Tareas del ejercicio:
1. Indique si cada una de las afirmaciones (a), (b) y (c) concuerda con el extracto sobre Mano Juan. Responda sí o no y cite literalmente las palabras del extracto que lo determinan.
(a) El agua de los pozos abiertos de Mano Juan es apta para el consumo.
(b) Los niños y las niñas estudian en dos aulas que reúnen los cursos del primero al octavo.
(c) La mayoría de los pobladores vive de manera permanente en la isla.
2. Conteste brevemente, según el extracto sobre Mano Juan, las siguientes preguntas:
(a) ¿Desde qué lugares se importa el agua potable?
(b) ¿Cuántos hogares mencionan las estimaciones de población?
(c) ¿Qué revista de viajes situó a Catuano en el mapa del turismo de masas?
3. Transcriba del extracto sobre Mano Juan el pasaje comprendido entre "No hay agua" y "es levar anclas.", ambos inclusive.

━━━━━ Extracto del documento

Hablar de servicio de electricidad es fabular. Varias agencias internacionales mancomunaron esfuerzos en la construcción de una planta de paneles solares que dejó de cumplir su promesa antes de que cantara el gallo. En tono autocrítico, algunos pobladores reconocen que, inaugurado el servicio, se produjo una importación incontrolada de electrodomésticos de alto consumo. La generación no daba para tanto y, ahora, cada cual debe agenciarse electricidad por medios propios o acostumbrarse a pasar las noches a la lumbre de una vela.

No hay agua en Mano Juan. Los pozos abiertos proveen un líquido salobre y contaminado que sirve para el aseo doméstico y personal, pero no para el consumo. Así que la potable hay que importarla de La Romana o Higüey, y eso solo pueden hacerlo quienes tienen lancha propia, convertidos en vendedores de botellones a precio de oro molido.

Las estimaciones hablan de una población de mil personas habitando doscientos hogares. Difícil comprobarlo; la movilidad de los pobladores burla el rigor estadístico. Poquísimos viven de manera permanente en la isla. La falta de oportunidades los desplaza hacia los centros urbanos y turísticos de la región. Para estudiar, los niños y las niñas cuentan con dos aulas donde se agrupan todos los cursos, desde el primero al octavo. Si quieren continuar estudiando la única opción es levar anclas.

Además de la “principal” hay otra “calle”. Da a la playa y está llena, a la escala del poblado, de tiendas de artesanía y pintura naíf en la que se reconoce a leguas el colorido pincel haitiano. Y de tumbonas bajo unos cocoteros esplendorosos en las que los turistas viven su idea del Paraíso. Cada vez son más los que llegan a Mano Juan en modernas embarcaciones desde Bayahíbe, aunque todavía son más numerosos los que desembarcan en Catuano, una playa virgen situada en el mapa del turismo de masas, y potencialmente depredador, por la revista de viajes Caribbean Travel & Life.

━━━━━━━━━━
━━━━━ Registros proporcionados

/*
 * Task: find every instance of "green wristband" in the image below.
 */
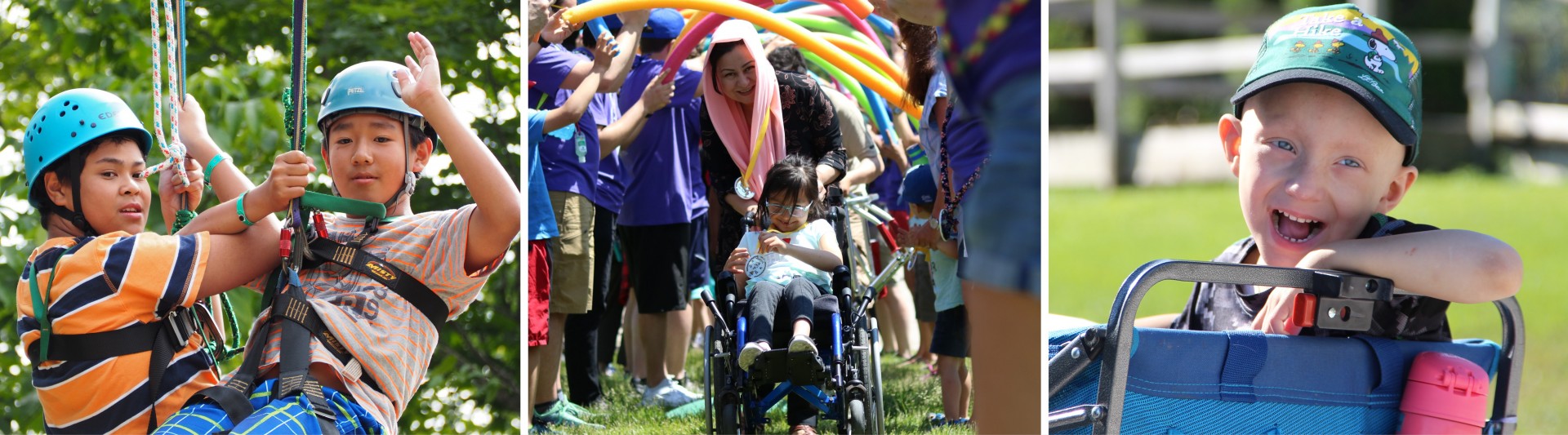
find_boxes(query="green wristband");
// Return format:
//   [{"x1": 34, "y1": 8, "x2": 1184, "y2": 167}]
[
  {"x1": 203, "y1": 152, "x2": 232, "y2": 184},
  {"x1": 234, "y1": 191, "x2": 256, "y2": 227}
]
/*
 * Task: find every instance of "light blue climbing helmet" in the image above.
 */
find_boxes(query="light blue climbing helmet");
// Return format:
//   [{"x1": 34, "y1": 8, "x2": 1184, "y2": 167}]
[
  {"x1": 315, "y1": 61, "x2": 434, "y2": 138},
  {"x1": 22, "y1": 87, "x2": 152, "y2": 208},
  {"x1": 315, "y1": 61, "x2": 436, "y2": 208}
]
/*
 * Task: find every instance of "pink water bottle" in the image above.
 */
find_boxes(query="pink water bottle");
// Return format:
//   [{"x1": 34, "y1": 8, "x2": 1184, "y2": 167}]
[{"x1": 1399, "y1": 352, "x2": 1491, "y2": 433}]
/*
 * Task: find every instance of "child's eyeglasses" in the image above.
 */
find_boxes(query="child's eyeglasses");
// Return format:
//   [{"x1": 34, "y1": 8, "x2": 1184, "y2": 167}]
[{"x1": 764, "y1": 200, "x2": 815, "y2": 218}]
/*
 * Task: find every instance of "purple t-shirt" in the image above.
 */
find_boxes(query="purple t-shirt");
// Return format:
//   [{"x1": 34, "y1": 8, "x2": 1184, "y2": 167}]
[
  {"x1": 589, "y1": 91, "x2": 624, "y2": 213},
  {"x1": 528, "y1": 44, "x2": 599, "y2": 203},
  {"x1": 617, "y1": 55, "x2": 706, "y2": 225},
  {"x1": 942, "y1": 0, "x2": 1043, "y2": 111},
  {"x1": 927, "y1": 100, "x2": 991, "y2": 203}
]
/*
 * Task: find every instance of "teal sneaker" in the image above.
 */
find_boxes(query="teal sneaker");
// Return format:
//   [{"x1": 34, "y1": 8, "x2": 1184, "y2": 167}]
[{"x1": 533, "y1": 401, "x2": 604, "y2": 428}]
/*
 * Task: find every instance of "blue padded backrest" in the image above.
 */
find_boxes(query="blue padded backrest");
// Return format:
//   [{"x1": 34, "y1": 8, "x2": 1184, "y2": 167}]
[{"x1": 1048, "y1": 329, "x2": 1500, "y2": 433}]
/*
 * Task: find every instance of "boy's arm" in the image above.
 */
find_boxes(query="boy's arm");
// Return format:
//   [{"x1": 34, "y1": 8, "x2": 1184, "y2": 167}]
[
  {"x1": 1297, "y1": 230, "x2": 1524, "y2": 304},
  {"x1": 397, "y1": 33, "x2": 522, "y2": 274},
  {"x1": 180, "y1": 150, "x2": 315, "y2": 297},
  {"x1": 1253, "y1": 230, "x2": 1524, "y2": 333},
  {"x1": 599, "y1": 72, "x2": 676, "y2": 158},
  {"x1": 544, "y1": 38, "x2": 610, "y2": 131}
]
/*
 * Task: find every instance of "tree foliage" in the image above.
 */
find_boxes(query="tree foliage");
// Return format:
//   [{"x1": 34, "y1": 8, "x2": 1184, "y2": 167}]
[{"x1": 0, "y1": 0, "x2": 522, "y2": 432}]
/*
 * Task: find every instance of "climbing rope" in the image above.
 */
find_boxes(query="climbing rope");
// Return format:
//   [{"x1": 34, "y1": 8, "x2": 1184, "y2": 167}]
[{"x1": 141, "y1": 0, "x2": 196, "y2": 232}]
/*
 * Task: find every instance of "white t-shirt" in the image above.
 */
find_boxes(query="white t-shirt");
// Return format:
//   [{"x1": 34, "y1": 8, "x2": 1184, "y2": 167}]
[{"x1": 735, "y1": 219, "x2": 833, "y2": 297}]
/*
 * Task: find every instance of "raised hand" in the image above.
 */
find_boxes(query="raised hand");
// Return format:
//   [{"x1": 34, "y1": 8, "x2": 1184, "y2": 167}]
[
  {"x1": 254, "y1": 150, "x2": 315, "y2": 213},
  {"x1": 395, "y1": 31, "x2": 447, "y2": 113}
]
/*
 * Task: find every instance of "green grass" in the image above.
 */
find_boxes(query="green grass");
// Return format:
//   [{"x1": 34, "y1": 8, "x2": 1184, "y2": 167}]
[
  {"x1": 1048, "y1": 174, "x2": 1568, "y2": 433},
  {"x1": 557, "y1": 340, "x2": 973, "y2": 435}
]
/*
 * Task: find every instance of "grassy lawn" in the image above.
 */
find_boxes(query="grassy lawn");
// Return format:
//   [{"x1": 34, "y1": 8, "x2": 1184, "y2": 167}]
[
  {"x1": 1048, "y1": 174, "x2": 1568, "y2": 433},
  {"x1": 557, "y1": 331, "x2": 973, "y2": 435}
]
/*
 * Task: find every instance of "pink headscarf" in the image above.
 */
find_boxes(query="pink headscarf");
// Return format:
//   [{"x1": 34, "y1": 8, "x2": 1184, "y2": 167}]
[{"x1": 702, "y1": 20, "x2": 784, "y2": 194}]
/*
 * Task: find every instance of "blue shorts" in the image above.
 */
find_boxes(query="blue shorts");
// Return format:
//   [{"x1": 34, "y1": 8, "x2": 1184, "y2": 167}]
[
  {"x1": 152, "y1": 379, "x2": 385, "y2": 435},
  {"x1": 960, "y1": 72, "x2": 1041, "y2": 297}
]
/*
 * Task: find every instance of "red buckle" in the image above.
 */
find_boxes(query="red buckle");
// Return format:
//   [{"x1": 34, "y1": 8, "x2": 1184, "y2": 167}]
[
  {"x1": 1290, "y1": 293, "x2": 1317, "y2": 327},
  {"x1": 278, "y1": 227, "x2": 293, "y2": 258}
]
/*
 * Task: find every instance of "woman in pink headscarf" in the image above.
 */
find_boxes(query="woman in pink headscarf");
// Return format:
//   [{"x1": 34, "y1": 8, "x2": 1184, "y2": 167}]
[{"x1": 701, "y1": 20, "x2": 845, "y2": 299}]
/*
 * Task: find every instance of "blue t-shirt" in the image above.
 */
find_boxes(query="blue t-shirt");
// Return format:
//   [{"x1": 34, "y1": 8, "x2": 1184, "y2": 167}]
[
  {"x1": 528, "y1": 46, "x2": 599, "y2": 203},
  {"x1": 617, "y1": 55, "x2": 707, "y2": 225},
  {"x1": 588, "y1": 92, "x2": 626, "y2": 213},
  {"x1": 523, "y1": 108, "x2": 561, "y2": 241}
]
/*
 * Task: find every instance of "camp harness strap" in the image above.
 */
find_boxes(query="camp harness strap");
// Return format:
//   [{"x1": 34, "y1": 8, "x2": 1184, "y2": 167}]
[
  {"x1": 189, "y1": 215, "x2": 450, "y2": 430},
  {"x1": 27, "y1": 244, "x2": 216, "y2": 433}
]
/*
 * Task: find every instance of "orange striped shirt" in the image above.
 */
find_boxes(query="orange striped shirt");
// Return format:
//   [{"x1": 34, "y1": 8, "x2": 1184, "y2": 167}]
[
  {"x1": 16, "y1": 232, "x2": 218, "y2": 433},
  {"x1": 246, "y1": 205, "x2": 500, "y2": 432}
]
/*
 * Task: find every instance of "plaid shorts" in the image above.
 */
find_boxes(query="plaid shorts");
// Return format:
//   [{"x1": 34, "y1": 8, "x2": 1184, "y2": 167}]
[{"x1": 152, "y1": 379, "x2": 385, "y2": 435}]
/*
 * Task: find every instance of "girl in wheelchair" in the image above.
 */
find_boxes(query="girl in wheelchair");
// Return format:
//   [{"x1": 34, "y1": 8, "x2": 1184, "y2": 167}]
[{"x1": 724, "y1": 155, "x2": 844, "y2": 371}]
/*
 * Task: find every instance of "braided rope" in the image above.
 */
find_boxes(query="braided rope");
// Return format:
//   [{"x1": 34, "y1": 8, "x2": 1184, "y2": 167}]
[{"x1": 141, "y1": 0, "x2": 196, "y2": 230}]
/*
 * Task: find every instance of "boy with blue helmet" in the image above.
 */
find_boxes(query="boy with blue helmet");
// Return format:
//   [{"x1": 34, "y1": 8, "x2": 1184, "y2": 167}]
[
  {"x1": 160, "y1": 33, "x2": 522, "y2": 433},
  {"x1": 16, "y1": 89, "x2": 314, "y2": 433}
]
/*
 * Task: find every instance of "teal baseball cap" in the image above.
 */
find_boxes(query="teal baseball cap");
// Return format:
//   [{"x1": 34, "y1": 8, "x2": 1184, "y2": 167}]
[{"x1": 1231, "y1": 3, "x2": 1422, "y2": 166}]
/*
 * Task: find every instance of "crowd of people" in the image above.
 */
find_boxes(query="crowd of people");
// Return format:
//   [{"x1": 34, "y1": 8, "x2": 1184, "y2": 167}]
[{"x1": 523, "y1": 0, "x2": 1041, "y2": 433}]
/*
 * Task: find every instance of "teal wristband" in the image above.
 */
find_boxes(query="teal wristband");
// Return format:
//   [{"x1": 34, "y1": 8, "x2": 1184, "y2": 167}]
[
  {"x1": 234, "y1": 191, "x2": 256, "y2": 227},
  {"x1": 203, "y1": 152, "x2": 232, "y2": 184}
]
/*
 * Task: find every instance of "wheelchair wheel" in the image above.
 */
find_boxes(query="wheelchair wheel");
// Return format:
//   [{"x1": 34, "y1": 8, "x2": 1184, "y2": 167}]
[
  {"x1": 702, "y1": 326, "x2": 718, "y2": 433},
  {"x1": 847, "y1": 399, "x2": 873, "y2": 433}
]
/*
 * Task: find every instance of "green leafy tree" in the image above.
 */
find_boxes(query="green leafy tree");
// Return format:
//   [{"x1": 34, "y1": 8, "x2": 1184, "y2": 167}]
[{"x1": 0, "y1": 0, "x2": 522, "y2": 433}]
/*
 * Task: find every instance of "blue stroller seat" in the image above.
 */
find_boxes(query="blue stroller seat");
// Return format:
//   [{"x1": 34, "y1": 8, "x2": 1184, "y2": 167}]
[{"x1": 1048, "y1": 260, "x2": 1524, "y2": 433}]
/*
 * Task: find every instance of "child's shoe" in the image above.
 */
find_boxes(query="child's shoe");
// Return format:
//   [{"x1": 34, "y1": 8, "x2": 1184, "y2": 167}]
[
  {"x1": 740, "y1": 341, "x2": 768, "y2": 371},
  {"x1": 789, "y1": 335, "x2": 817, "y2": 357}
]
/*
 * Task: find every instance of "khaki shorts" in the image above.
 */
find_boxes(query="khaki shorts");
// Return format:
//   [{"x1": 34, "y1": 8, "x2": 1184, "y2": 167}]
[{"x1": 550, "y1": 191, "x2": 595, "y2": 314}]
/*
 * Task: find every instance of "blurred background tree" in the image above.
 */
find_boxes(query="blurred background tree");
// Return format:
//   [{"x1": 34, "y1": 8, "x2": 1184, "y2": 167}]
[{"x1": 0, "y1": 0, "x2": 522, "y2": 433}]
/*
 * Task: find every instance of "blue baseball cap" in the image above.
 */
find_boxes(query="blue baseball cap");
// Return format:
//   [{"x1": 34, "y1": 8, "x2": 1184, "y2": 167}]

━━━━━━━━━━

Soluciones:
1.
(a) No: "sirve para el aseo doméstico y personal, pero no para el consumo".
(b) Sí: "cuentan con dos aulas donde se agrupan todos los cursos, desde el primero al octavo".
(c) No: "Poquísimos viven de manera permanente en la isla".

2.
(a) Desde La Romana o Higüey.
(b) Doscientos.
(c) Caribbean Travel & Life.

3.
No hay agua en Mano Juan. Los pozos abiertos proveen un líquido salobre y contaminado que sirve para el aseo doméstico y personal, pero no para el consumo. Así que la potable hay que importarla de La Romana o Higüey, y eso solo pueden hacerlo quienes tienen lancha propia, convertidos en vendedores de botellones a precio de oro molido.

Las estimaciones hablan de una población de mil personas habitando doscientos hogares. Difícil comprobarlo; la movilidad de los pobladores burla el rigor estadístico. Poquísimos viven de manera permanente en la isla. La falta de oportunidades los desplaza hacia los centros urbanos y turísticos de la región. Para estudiar, los niños y las niñas cuentan con dos aulas donde se agrupan todos los cursos, desde el primero al octavo. Si quieren continuar estudiando la única opción es levar anclas.